● **Required work**:
Put the entries below into a numbered list, leaving out any blank lines.

● **Given records**:
>>>>>

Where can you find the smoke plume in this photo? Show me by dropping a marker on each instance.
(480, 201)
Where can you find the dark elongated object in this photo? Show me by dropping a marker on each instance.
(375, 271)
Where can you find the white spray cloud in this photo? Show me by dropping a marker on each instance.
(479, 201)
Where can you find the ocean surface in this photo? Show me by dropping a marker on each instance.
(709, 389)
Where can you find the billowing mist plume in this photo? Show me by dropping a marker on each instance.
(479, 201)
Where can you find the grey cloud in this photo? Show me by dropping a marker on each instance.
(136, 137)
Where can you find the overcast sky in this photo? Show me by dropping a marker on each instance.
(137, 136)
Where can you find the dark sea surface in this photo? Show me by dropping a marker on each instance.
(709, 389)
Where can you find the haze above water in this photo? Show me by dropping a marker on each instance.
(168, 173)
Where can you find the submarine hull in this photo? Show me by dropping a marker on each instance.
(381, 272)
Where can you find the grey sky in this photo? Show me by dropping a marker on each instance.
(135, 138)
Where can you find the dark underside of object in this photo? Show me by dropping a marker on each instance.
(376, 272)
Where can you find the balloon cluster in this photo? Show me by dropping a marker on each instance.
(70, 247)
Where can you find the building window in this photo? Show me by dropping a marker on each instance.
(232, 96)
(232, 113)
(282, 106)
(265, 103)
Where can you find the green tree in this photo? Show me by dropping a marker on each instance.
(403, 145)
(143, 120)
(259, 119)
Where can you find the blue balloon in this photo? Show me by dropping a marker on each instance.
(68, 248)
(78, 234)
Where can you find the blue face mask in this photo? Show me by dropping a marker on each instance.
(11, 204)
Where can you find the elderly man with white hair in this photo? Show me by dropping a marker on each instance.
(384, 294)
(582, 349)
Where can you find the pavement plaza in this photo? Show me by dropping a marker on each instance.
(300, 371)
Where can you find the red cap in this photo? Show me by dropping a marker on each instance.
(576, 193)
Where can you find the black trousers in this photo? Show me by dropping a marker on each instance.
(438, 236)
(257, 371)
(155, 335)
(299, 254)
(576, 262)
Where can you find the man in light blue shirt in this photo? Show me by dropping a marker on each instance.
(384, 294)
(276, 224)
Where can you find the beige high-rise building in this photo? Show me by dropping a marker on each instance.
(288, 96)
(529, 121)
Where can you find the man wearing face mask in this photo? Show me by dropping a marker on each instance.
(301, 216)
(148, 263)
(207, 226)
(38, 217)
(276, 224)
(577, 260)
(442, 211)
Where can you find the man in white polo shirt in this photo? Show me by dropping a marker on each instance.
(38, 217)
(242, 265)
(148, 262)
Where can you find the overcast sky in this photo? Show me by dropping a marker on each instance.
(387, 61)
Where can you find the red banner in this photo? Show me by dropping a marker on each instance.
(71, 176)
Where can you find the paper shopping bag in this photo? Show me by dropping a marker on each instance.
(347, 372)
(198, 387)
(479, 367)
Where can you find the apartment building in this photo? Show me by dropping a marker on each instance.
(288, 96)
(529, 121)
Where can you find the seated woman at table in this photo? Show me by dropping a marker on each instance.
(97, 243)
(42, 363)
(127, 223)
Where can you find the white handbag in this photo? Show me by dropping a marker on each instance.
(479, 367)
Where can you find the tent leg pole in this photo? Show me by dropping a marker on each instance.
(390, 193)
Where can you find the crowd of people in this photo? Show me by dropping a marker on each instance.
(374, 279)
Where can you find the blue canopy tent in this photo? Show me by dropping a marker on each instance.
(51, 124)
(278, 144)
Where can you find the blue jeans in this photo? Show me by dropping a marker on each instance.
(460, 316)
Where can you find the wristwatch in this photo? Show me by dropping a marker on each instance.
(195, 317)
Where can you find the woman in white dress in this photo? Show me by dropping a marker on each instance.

<<<<<

● **Exercise output**:
1. Where can you find the smoke plume in this photo? Show me by dropping a marker on each instance.
2. (480, 201)
3. Where can you find the dark elongated object in this photo? Show me by dropping a marker on each instance.
4. (375, 271)
5. Where can you find the white spray cloud in this photo? Show me by dropping a marker on each instance.
6. (479, 201)
7. Where can you find the ocean surface in this photo? Show me by dropping a marker on each instance.
8. (709, 389)
9. Where can you find the billowing mist plume in this photo? Show me by dropping a marker on each instance.
10. (479, 201)
11. Where can you find the grey cloud in this photo? Show me by dropping a marker on each instance.
12. (136, 137)
13. Where can you find the overcast sky in this photo? Show me by dropping a marker on each instance.
14. (137, 136)
15. Where can you find the dark sea surface in this photo? Show me by dropping a marker on each instance.
16. (709, 389)
17. Where can you find the haze above water in this photo? Show me by dropping a marker on each instance.
18. (168, 173)
19. Where can you find the submarine hull in this photo? Show me by dropping a marker on each instance.
20. (381, 272)
21. Where can you find the grey sky in this photo? Show me by dropping a marker on each instance.
22. (135, 138)
23. Where can you find the dark underside of object in this photo? Show me by dropping a marker on each instance.
24. (376, 272)
25. Where can you find the balloon cluster in this photo? Show me by dropping a marker on each instance.
26. (70, 247)
27. Where can you find the building window in this photo? Show me by dropping a marker on each instance.
28. (232, 96)
29. (232, 113)
30. (282, 106)
31. (265, 103)
32. Where can you find the green tree in this photo? Show me by dropping a marker on each instance.
33. (403, 145)
34. (143, 120)
35. (259, 119)
36. Where can you find the blue balloon in this photo? Show me by dropping a marker on each instance.
37. (68, 248)
38. (78, 234)
39. Where can you find the blue face mask in this photo? Show me by dropping a marker on each instance.
40. (11, 204)
41. Where can you find the elderly man with white hair in this photo? Show me by dropping a marker on each instance.
42. (384, 294)
43. (582, 349)
44. Where can you find the pavement plaza in this photo? Show me by dropping a marker on each instance.
45. (300, 371)
46. Where can you find the red cap in this photo? Show me by dropping a marker on each instance.
47. (576, 193)
48. Where can you find the black trousers in this photo? Show me by dropping a marker on each instance.
49. (438, 236)
50. (257, 371)
51. (155, 335)
52. (299, 254)
53. (576, 262)
54. Where can you find the man in light blue shirt in this photo? Show me by dropping a marker on each instance.
55. (384, 294)
56. (276, 224)
57. Where can you find the beige high-rise building in this photo? Show me by dropping a marker on each instance.
58. (288, 96)
59. (529, 121)
60. Where can you find the man wearing face mask in this photo? Show me by dropping a marker on each instance.
61. (301, 216)
62. (148, 263)
63. (207, 226)
64. (38, 217)
65. (276, 224)
66. (577, 260)
67. (442, 211)
68. Where can you find the man in white polo shirt in this photo? Show me by dropping a marker on each instance.
69. (38, 217)
70. (242, 265)
71. (148, 262)
72. Where can you find the overcast sky in this photo? Show me by dropping a marker on each instance.
73. (387, 61)
74. Where can you find the red banner in this photo? Show me by dropping a marker on each instance.
75. (71, 176)
76. Where can you find the paper shopping bag in this photo? Show me by dropping a marker on each instance.
77. (347, 372)
78. (198, 387)
79. (479, 367)
80. Where can you find the apartment building in this photo? Show me by dropping a marker on each instance.
81. (288, 96)
82. (529, 121)
83. Where can you find the seated woman at table in this photo? Show me by dropping a marker on each instance.
84. (97, 243)
85. (42, 363)
86. (127, 223)
87. Where can you find the white handbag in this photo? Show me by dropping a marker on each instance.
88. (479, 367)
89. Where can you find the tent leg pole in this photo? Show me by dropping a marker on each instance.
90. (390, 193)
91. Where can you find the crowd of people in this photo? Show me by dropping a marker on each instance.
92. (374, 279)
93. Where can you find the blue canopy tent in this photo? Show me by dropping a marker on each instance.
94. (51, 124)
95. (278, 144)
96. Where can you find the blue jeans in this photo? Show me by dropping a marker on each instance.
97. (460, 316)
98. Where can you find the wristwatch in this photo? Show me by dropping a marker on each instance.
99. (195, 317)
100. Where can you find the woman in white dress in this photo? Show me by dropping a marker on each instance.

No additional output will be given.